### Work item
Go to the line in the entries below that holds "Where can the dishwasher" and repeat exactly from there through the line that holds "Target: closet door", inclusive.

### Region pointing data
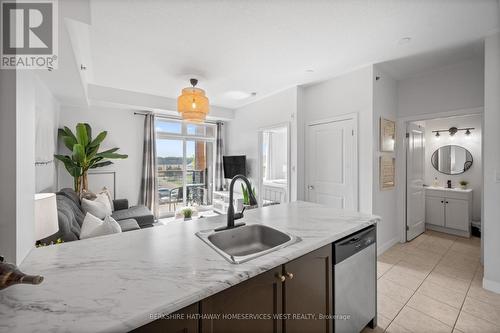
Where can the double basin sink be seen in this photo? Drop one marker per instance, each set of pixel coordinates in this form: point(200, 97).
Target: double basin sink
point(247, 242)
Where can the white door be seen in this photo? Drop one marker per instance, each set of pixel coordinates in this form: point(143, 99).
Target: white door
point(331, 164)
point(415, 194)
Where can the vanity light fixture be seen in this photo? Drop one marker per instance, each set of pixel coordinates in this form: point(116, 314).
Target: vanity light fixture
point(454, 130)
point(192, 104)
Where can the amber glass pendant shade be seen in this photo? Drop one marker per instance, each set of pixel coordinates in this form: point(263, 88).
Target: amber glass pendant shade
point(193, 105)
--
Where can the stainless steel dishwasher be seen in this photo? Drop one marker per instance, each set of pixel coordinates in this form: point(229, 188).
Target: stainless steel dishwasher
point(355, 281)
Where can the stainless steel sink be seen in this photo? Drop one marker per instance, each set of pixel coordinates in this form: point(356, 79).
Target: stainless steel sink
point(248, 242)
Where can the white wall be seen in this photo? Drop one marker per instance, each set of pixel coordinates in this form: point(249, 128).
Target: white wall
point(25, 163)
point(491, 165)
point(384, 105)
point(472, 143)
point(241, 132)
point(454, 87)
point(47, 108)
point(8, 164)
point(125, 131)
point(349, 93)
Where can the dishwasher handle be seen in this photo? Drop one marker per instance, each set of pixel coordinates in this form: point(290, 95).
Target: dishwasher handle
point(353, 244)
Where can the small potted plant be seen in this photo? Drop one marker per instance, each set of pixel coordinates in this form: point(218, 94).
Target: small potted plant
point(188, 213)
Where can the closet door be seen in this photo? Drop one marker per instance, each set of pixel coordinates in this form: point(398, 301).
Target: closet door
* * *
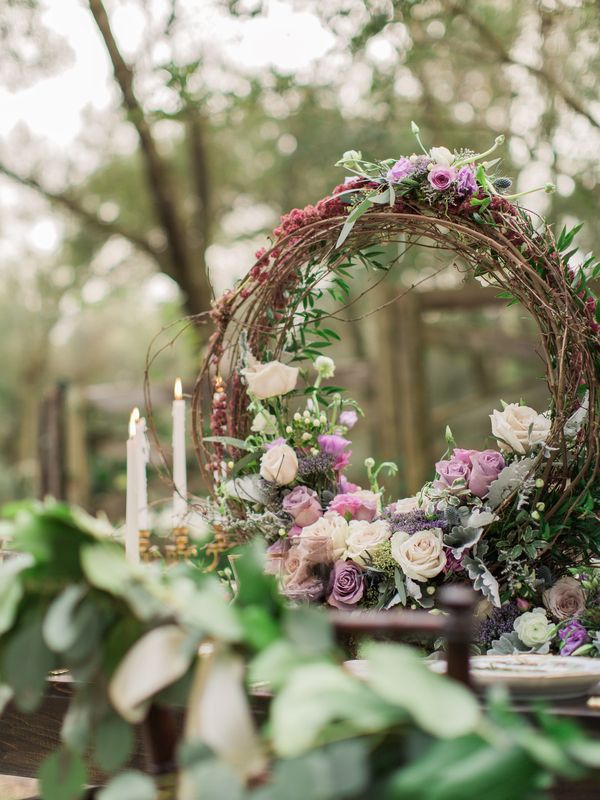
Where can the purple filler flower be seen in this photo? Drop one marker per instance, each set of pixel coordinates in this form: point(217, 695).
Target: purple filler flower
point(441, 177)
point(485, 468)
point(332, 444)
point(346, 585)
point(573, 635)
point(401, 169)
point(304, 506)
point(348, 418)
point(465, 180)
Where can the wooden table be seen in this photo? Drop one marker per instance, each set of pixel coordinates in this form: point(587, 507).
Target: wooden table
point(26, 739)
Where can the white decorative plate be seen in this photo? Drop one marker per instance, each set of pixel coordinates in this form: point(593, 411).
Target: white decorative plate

### Response box
Where can the dishwasher handle be seen in this photo? Drop one marker per instance, each set of pixel coordinates in this form: point(290, 95).
Target: dishwasher handle
point(353, 244)
Where can the small potted plant be seen in this photo? Drop one marker per instance, each set of pixel coordinates in this form: point(218, 94).
Target: small potted plant
point(188, 213)
Where can the closet door be seen in this photo? Drop one marker per instance, each set of pixel coordinates in this form: point(398, 301).
Target: closet door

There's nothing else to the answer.